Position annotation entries
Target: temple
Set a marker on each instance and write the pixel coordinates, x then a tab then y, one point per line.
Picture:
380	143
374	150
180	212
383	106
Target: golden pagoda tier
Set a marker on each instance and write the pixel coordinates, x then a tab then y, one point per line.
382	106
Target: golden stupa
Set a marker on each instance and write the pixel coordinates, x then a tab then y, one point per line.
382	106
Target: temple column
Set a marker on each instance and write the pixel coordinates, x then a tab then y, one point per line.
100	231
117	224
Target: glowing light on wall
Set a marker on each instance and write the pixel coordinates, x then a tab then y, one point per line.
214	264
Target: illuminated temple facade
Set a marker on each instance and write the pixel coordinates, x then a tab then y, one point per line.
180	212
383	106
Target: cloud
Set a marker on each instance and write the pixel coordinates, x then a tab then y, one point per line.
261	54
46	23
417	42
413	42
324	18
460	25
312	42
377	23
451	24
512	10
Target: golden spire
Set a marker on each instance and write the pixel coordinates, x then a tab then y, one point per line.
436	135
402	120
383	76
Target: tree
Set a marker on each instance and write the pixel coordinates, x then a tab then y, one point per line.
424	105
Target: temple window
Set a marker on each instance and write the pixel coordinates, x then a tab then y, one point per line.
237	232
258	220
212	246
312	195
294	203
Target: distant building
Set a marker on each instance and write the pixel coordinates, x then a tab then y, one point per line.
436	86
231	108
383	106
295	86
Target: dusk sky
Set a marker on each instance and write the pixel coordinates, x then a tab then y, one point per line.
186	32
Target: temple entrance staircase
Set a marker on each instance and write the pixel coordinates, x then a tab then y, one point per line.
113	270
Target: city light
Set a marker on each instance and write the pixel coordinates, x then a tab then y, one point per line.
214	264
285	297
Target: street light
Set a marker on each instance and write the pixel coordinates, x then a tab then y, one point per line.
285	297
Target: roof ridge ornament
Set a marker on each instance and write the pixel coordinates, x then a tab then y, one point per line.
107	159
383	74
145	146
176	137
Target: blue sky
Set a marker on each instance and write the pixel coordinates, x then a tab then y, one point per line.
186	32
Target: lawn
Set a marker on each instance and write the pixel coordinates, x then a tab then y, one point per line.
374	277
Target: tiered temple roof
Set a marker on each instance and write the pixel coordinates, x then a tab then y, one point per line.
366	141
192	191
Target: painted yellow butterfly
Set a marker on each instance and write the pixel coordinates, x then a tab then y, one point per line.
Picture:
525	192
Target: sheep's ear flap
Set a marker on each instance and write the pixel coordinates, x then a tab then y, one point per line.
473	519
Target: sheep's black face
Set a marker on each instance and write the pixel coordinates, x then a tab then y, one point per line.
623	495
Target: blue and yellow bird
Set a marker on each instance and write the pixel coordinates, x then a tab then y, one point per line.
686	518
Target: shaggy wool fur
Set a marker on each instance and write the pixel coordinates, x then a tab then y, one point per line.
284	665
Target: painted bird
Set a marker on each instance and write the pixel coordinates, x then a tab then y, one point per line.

Challenge => Write out every entry again, swapping each "Target" for "Object" and leaving everything else as it is.

Result =>
Object: temple
Set a marker on each instance and write the pixel coordinates, x then a tab then y, one point per line.
Picture:
380	143
374	150
180	212
383	106
Object: golden pagoda tier
Set a marker on each instance and write the pixel coordinates, x then a tab then y, one point per line.
382	106
Object: golden stupa
Set a marker on each instance and write the pixel coordinates, x then a tab then y, one point per line.
382	106
Object: temple column
Set a marker on each instance and write the pixel coordinates, x then a tab then y, one point per line.
100	231
117	224
Object: glowing light on wall
Set a marker on each instance and write the pixel coordinates, x then a tab then y, one point per line.
214	264
Object: illuminated temple facade
Set a marker on each instance and write the pixel coordinates, x then a tab then y, one point per line.
180	212
383	106
Object: cloud
Set a marker on each instance and write the pixel coordinates, x then a tab then y, one point per line.
261	54
46	23
417	42
413	42
324	18
460	25
312	42
377	23
451	24
512	10
Object: golden spire
Set a marker on each instance and write the pixel coordinates, x then a tab then y, one point per line.
436	135
402	120
383	76
Object: tree
Set a marker on each instance and write the pixel coordinates, x then a tab then y, one point per line.
424	105
Object: temple window
Set a marker on each instance and write the pixel coordinates, x then a tab then y, one point per line.
237	232
258	220
212	246
312	195
294	203
Object: distant building
Set a marker on each instance and write the pixel coordinates, x then a tab then y, one point per line.
436	86
231	108
383	106
295	86
Object: dusk sky
Set a marker on each instance and write the pixel coordinates, x then a tab then y, one point per line.
186	32
Object: temple entrance staircase
Set a marker on each instance and write the pixel coordinates, x then a tab then y, one point per line.
113	270
Object: city light
Set a marker on each instance and write the pixel coordinates, x then a tab then y, one point per line.
214	264
285	297
Object: street light
Set a marker on each instance and write the pixel coordinates, x then a tab then y, one point per line.
285	297
Object: roof ridge ornament
Set a marker on each instance and write the pixel coordinates, x then a tab then y, one point per line.
107	159
383	74
145	146
176	137
Object: blue sky
Set a marker on each instance and write the pixel coordinates, x then a tab then y, one point per line.
186	32
Object: lawn
Set a marker on each instance and write the pixel coordinates, x then a tab then y, one point per line.
374	277
Object: tiered temple roof
Set a marker on each instance and write the pixel coordinates, x then a tab then y, one point per line.
366	141
192	191
Object: painted yellow butterfly
Set a marker on each instance and write the pixel coordinates, x then a tab then y, one point per line.
Picture:
525	192
Object: sheep's ear flap
Set a marker on each instance and write the pixel coordinates, x then a tab then y, one point per line.
473	519
Object: sheep's black face
Set a marker on each instance and write the pixel coordinates, x then a tab then y, one point per line.
623	495
Object: blue and yellow bird
Set a marker on each instance and write the pixel coordinates, x then a tab then y, one point per line.
686	518
Object: shaggy wool fur
Set a marker on each instance and write the pixel coordinates, x then a tab then y, one point per line.
284	665
Object: painted bird
Set a marker on each instance and write the pixel coordinates, x then a tab then y, one point per line.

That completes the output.